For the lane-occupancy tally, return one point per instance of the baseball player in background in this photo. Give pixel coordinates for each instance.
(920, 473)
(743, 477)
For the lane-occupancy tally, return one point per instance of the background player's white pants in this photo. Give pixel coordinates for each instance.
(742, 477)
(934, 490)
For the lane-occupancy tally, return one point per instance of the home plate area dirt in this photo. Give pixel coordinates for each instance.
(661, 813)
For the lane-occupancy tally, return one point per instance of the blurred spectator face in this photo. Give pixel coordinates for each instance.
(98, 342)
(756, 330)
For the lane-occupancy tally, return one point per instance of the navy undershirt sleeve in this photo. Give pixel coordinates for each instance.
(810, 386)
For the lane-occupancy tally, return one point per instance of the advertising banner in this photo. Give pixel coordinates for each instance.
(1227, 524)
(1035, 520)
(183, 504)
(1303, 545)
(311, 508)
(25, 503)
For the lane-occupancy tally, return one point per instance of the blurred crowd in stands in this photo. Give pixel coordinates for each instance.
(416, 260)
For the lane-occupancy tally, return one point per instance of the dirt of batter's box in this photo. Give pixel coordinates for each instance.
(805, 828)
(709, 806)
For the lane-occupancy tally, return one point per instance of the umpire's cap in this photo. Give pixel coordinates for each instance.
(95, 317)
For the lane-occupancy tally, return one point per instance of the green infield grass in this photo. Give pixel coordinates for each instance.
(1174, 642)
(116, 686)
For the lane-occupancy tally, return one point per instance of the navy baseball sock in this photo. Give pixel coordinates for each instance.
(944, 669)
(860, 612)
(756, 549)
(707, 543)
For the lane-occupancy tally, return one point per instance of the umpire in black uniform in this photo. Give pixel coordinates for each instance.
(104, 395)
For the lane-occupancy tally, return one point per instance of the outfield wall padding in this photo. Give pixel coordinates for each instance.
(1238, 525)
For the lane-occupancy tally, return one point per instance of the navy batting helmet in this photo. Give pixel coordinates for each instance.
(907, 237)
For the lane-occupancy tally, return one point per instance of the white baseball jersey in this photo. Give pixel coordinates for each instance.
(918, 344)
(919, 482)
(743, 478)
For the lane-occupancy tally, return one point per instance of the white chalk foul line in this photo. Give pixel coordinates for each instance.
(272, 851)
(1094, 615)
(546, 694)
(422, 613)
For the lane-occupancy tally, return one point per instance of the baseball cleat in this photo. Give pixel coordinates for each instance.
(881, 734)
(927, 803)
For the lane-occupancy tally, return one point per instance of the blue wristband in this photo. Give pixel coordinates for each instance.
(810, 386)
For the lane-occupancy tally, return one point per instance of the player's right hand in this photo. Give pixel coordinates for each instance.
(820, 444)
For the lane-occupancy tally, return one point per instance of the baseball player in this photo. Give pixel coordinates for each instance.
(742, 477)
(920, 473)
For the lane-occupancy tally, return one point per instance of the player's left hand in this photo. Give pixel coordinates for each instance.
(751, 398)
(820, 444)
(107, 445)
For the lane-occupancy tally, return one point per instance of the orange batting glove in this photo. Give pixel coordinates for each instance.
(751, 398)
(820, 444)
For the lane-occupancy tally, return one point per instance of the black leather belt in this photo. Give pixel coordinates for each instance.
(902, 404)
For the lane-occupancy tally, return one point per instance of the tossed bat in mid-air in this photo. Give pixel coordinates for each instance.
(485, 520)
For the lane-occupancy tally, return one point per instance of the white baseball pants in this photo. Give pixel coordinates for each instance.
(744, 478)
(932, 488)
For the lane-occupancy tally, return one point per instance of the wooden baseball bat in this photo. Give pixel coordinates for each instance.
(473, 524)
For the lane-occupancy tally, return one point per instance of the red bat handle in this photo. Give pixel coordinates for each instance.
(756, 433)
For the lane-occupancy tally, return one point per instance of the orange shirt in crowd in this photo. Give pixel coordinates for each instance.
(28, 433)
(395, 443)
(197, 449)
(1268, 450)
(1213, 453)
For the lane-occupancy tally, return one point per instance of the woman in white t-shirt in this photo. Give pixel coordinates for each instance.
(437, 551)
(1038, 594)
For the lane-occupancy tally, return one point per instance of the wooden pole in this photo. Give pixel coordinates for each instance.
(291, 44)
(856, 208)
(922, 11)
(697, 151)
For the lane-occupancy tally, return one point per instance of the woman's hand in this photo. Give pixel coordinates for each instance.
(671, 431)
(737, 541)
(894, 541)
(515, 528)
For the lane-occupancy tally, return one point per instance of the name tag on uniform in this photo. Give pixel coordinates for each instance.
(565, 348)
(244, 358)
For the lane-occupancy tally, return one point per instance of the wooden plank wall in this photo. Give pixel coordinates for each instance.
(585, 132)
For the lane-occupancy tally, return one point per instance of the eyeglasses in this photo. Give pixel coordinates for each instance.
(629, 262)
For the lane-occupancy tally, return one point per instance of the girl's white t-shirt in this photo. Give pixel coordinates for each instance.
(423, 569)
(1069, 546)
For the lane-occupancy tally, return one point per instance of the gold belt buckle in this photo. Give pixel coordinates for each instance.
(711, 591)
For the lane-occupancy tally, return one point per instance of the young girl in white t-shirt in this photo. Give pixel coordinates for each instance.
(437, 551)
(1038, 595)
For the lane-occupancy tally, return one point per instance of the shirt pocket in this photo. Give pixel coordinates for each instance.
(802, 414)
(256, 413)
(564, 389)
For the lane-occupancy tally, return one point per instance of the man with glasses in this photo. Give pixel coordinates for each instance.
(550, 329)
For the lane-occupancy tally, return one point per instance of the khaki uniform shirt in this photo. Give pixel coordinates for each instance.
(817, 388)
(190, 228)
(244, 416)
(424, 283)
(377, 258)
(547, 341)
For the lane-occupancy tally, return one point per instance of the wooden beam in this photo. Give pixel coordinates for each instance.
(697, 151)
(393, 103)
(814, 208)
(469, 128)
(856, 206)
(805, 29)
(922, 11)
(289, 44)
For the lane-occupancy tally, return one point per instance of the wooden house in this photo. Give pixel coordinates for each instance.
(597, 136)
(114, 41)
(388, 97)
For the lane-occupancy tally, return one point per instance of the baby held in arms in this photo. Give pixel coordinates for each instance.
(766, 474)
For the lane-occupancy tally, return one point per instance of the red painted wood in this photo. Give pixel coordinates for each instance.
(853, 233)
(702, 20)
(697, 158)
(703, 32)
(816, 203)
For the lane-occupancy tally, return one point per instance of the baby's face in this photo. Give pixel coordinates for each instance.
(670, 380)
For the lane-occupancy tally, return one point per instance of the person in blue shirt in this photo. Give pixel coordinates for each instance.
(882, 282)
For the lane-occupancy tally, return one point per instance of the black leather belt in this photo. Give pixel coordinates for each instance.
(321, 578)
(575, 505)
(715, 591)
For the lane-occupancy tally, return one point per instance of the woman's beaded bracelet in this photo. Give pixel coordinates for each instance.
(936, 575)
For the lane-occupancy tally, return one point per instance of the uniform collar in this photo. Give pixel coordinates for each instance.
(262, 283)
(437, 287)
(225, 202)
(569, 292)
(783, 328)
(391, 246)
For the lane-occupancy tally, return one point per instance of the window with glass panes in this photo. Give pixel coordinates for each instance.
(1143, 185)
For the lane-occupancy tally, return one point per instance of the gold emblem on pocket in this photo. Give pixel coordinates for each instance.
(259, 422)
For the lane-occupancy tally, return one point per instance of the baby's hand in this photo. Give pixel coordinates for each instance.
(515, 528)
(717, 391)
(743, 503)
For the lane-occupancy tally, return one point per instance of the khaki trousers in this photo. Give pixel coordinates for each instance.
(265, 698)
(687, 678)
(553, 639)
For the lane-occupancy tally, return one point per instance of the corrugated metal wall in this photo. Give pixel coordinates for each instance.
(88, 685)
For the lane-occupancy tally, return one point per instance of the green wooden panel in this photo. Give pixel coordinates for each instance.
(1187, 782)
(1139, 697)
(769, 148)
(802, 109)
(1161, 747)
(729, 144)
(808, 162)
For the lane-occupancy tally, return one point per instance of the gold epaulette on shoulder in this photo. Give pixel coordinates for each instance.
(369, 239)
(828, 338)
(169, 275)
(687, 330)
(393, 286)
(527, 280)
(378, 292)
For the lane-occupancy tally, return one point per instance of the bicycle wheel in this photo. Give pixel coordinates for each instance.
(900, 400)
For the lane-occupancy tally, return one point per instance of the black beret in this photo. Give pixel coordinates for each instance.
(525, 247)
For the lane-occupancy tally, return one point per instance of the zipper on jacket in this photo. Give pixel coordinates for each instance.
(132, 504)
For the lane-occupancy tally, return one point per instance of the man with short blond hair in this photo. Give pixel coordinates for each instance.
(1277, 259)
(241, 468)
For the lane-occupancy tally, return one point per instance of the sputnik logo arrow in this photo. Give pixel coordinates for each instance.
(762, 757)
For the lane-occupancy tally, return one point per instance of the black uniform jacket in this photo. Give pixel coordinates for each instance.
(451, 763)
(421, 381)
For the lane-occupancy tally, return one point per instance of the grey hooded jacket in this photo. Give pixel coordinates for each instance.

**What to do:** Using the entries above, give again each line from the one containing "the black beret" through the last line, exactly and only those.

**Task result:**
For the lane-occupancy tally, return one point per instance of the black beret in this photo. Give pixel coordinates for each instance.
(525, 247)
For the lane-occupancy tally, return one point per instance of the zipper on jacket in this photo. Give pixel coordinates for each instance.
(132, 504)
For the lane-occupancy tally, return one point per instance of the man with short blond hair in this photo. Give pixel coordinates for each instance.
(1277, 259)
(241, 468)
For the lane-occupancy tally, return one point per instance of the sputnik logo arrow in this photo. Give pixel coordinates for each instance.
(762, 757)
For the lane-occupancy tally, return one point per instance of the black uniform jacket in this photo. Give pixel coordinates for each instance.
(451, 763)
(421, 381)
For the lane-occupancy tally, return one point per instance of the grey hooded jacket in this photo. Give pixel coordinates for each instance.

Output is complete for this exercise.